## Trecho do documento
⟨

Cooperação com novos parceiros: depois da Mercedes-Benz chegou a Volkswagen
Em um primeiro momento foram considerados cinco conceitos de veículos alternativos para ‘o terceiro Porsche’, mas no final só foram considerados seriamente dois: um monovolume de luxo e um SUV premium de caráter esportivo. A primeira ideia foi vetada pelos Estados Unidos, o maior mercado para a Porsche na época. “Em meados da década de 1990, o monovolume era um tipo de carro especialmente popular entre as famílias numerosas e de baixa renda nos Estados Unidos”, lembra Hunger. “Mas os SUVs grandes eram uma aposta segura para uma clientela mais ampla”. Foi então que a Porsche começou a buscar um parceiro para desenvolver um carro completamente novo pertencente a este segmento. Em princípio encontrou um que era bem próximo. A Mercedes-Benz iria lançar o M Class em 1997, e não se opôs à entrada da Porsche no projeto.

⟩

(Entradas de contornos de áreas rotuladas)
⟨

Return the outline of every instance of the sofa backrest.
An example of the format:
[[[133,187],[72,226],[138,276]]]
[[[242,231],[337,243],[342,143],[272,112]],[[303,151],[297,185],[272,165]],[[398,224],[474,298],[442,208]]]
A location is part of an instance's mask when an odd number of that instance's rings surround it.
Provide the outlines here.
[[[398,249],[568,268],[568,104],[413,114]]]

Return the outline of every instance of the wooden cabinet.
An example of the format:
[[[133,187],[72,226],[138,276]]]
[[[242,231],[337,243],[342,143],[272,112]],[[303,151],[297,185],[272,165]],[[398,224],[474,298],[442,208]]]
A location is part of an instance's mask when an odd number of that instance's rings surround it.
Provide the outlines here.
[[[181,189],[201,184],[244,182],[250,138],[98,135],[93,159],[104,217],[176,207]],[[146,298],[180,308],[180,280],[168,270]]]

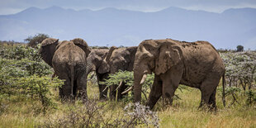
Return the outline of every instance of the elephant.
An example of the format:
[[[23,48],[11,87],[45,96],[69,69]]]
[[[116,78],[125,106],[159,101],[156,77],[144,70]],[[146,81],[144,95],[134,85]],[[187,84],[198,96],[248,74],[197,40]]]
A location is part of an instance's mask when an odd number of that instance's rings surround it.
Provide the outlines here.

⟩
⟨

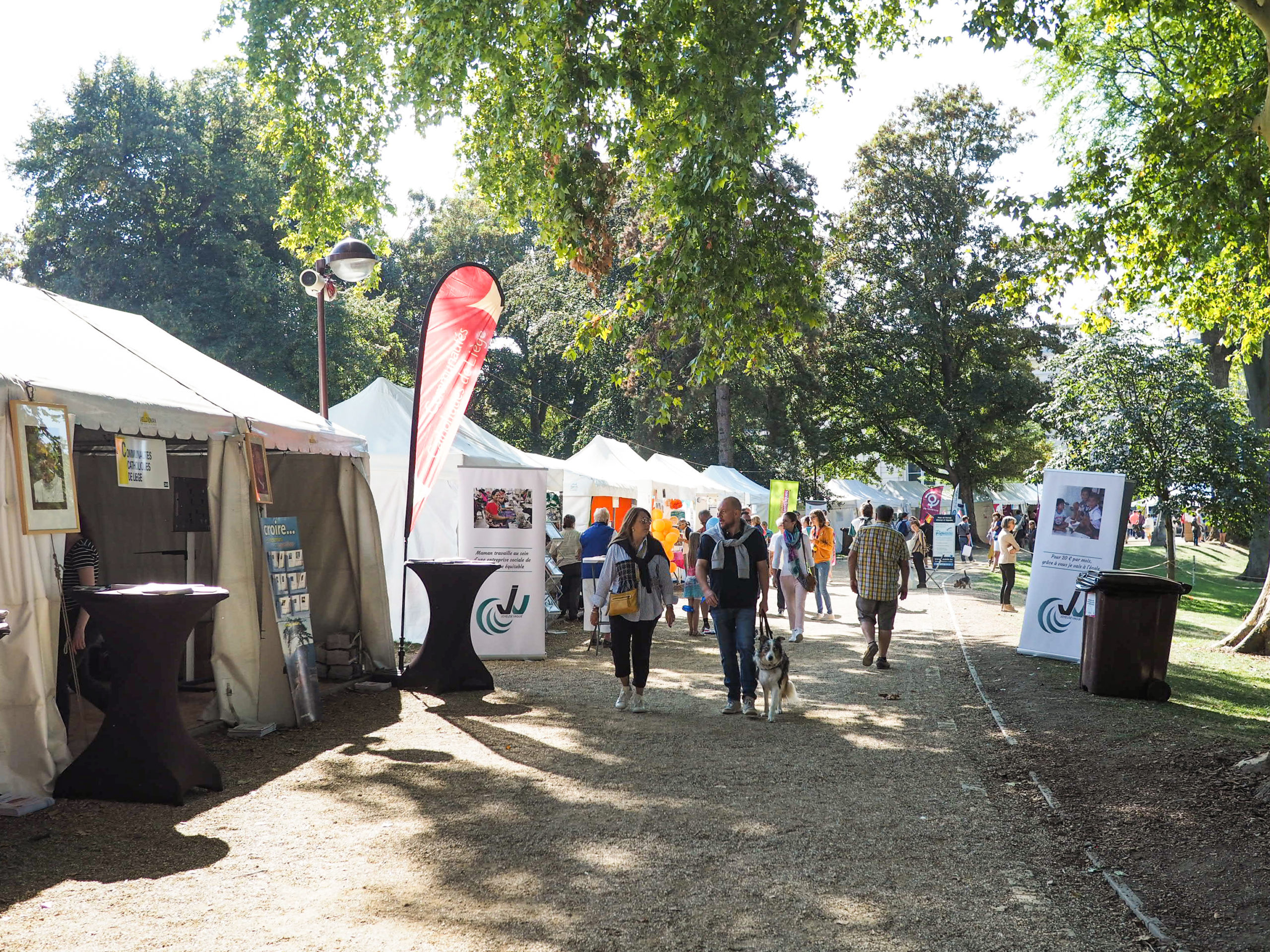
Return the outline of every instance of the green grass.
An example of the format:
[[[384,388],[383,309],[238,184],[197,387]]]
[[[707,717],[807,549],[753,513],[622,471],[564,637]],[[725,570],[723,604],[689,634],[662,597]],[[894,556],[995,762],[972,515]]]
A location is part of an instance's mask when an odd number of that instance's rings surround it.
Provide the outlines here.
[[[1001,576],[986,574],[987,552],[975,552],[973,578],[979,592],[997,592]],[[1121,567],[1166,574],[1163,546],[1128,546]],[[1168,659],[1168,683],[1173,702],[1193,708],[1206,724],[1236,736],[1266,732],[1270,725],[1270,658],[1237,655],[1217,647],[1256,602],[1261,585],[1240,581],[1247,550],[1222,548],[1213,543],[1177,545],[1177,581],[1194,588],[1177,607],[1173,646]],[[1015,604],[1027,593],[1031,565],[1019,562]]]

⟩

## Exercícios a realizar
• 1. No trecho sobre o terceiro Porsche, transforme em lista o parágrafo que começa com "Em um primeiro momento" e preserve seus fatos principais.
• 2. Dê prosseguimento ao trecho sobre o terceiro Porsche a partir de sua última frase.

## Respostas esperadas
• 1.
- De início, cinco conceitos de veículos alternativos foram considerados para "o terceiro Porsche". Apenas dois foram levados a sério: um monovolume de luxo e um SUV premium de caráter esportivo.
- O monovolume foi vetado pelos Estados Unidos, que eram então o maior mercado da Porsche.
- Segundo Hunger, em meados da década de 1990 o monovolume era popular nos Estados Unidos entre famílias numerosas e de baixa renda. Já os SUVs grandes eram uma aposta segura para uma clientela mais ampla.
- A Porsche passou a procurar um parceiro para desenvolver um carro totalmente novo nesse segmento.
- Em princípio, encontrou um parceiro bem próximo: a Mercedes-Benz, que lançaria o M Class em 1997 e não se opôs à entrada da Porsche no projeto.

• 2.
“Naquele momento, imaginamos o SUV da Porsche como uma versão de alto desempenho do modelo da Mercedes”, diz Klaus-Gerhard Wolpert, VP da linha Cayenne de 1998 a 2010, “com tecnologia herdada do M Class, mas com um design exterior, motores e componentes de chassi próprios”. A cooperação Porsche/Mercedes iniciada no verão de 1996 avançava em um bom ritmo, mas no final do ano fracassou devido às divergências sobre o relacionamento econômico das duas empresas. Era necessário então um novo parceiro, e ele foi encontrado em Wolfsburg. Embora Volkswagen e Porsche ainda não pertencessem ao mesmo grupo, o presidente do Conselho de Administração da Volkswagen, Ferdinand Piëch, neto do fundador da Porsche, Ferdinand Porsche, reconheceu o potencial da associação. “A Porsche apresentou o conceito à Volkswagen e Ferdinand Piëch decidiu que um automóvel como este poderia encaixar também na marca que dirigia”, explica Wolpert.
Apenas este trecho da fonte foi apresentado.